_Tarea asignada_
¿Puedes localizar en el material cada línea que contenga la palabra "instance" y copiarla tal cual? Ten en cuenta las mayúsculas y minúsculas.

_Datos extraídos_
========================================================================
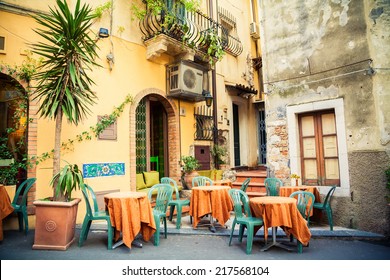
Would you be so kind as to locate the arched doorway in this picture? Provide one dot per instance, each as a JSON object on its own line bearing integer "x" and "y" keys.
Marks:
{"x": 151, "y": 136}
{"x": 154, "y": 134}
========================================================================
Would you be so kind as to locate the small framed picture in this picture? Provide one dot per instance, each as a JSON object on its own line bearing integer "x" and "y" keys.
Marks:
========================================================================
_Resultado_
Would you be so kind as to locate the arched doorway in this picture? Provide one dot per instance, each as a JSON object on its own line bearing integer "x" and "y" keys.
Would you be so kind as to locate the small framed picture in this picture? Provide one dot per instance, each as a JSON object on its own line bearing integer "x" and "y" keys.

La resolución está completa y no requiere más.